TUGAS SINGKAT 1
Menurut kutipan tentang kasus Munir di bawah, siapa Direktur Eksekutif Amnesty International Indonesia?

KUTIPAN YANG DIBERIKAN
'''

Menuju konten utama

Amnesty International: Butuh Kemauan Politik Ungkap Kasus Munir

7 September 2024 menandai dua dekade pembunuhan aktivis yang gigih memperjuangkan hak asasi manusia, Munir Said Thalib.

Amnesty International: Butuh Kemauan Politik Ungkap Kasus Munir
Direktur Eksekutif Amnesty International Indonesia Usman Hamid menyampaikan keterangan terkait tindakan tim terpadu inisiasi Kemenko Polhukam atas deklarasi damai terhadap kasus pelanggaran HAM berat Talangsari 1989 di gedung Ombudsman, Jakarta, Senin (4/3/2019). ANTARA FOTO/Dhemas Reviyanto/ama.

tirto.id - Amnesty International Indonesia mengingatkan bahwa 7 September 2024 menandai dua dekade pembunuhan aktivis yang gigih memperjuangkan hak asasi manusia, Munir Said Thalib. Namun, ironisnya dalang pelakunya belum tersentuh oleh hukum.

“Pembunuhan Munir bukan kejahatan biasa. Tapi kejahatan luar biasa yang terjadi secara sistematis dengan indikasi kuat keterlibatan petinggi negara, khususnya unsur intelijen yang menyalahgunakan wewenang mereka, termasuk melalui orang-orang tertentu di penerbangan milik pemerintah,” kata Direktur Eksekutif Amnesty International Indonesia, Usman Hamid, dalam keterangannya, Sabtu (7/9/2024).

'''

DATA YANG DIBERIKAN
'''

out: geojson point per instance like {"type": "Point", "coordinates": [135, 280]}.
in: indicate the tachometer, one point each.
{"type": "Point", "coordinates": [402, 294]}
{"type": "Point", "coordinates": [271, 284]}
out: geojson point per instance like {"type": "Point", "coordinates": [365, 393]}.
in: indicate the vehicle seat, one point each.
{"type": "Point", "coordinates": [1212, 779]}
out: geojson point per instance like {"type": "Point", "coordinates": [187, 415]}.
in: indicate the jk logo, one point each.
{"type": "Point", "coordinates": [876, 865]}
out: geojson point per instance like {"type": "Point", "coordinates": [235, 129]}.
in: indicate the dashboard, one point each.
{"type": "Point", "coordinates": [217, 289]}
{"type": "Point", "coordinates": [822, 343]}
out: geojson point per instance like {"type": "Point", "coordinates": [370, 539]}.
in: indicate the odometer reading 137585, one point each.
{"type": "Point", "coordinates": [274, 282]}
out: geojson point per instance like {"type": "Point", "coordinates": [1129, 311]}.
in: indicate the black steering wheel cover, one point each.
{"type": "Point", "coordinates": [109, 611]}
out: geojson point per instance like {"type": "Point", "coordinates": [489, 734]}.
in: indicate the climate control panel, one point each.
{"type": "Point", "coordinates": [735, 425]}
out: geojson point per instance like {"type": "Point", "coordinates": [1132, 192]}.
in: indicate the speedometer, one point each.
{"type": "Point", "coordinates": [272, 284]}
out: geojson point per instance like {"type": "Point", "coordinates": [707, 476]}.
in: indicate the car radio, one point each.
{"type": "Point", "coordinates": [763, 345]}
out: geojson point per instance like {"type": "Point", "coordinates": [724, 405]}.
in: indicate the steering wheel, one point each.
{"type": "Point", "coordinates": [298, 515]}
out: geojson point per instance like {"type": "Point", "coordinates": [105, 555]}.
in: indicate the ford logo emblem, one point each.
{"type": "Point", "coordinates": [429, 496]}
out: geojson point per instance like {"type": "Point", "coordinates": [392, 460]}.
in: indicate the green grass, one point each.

'''

TUGAS SINGKAT 2
Hitung baris dalam entri di atas yang memuat kata "wheel", dengan membedakan huruf besar dan kecil. Tulis angkanya saja.

HASIL 1
Usman Hamid

HASIL 2
2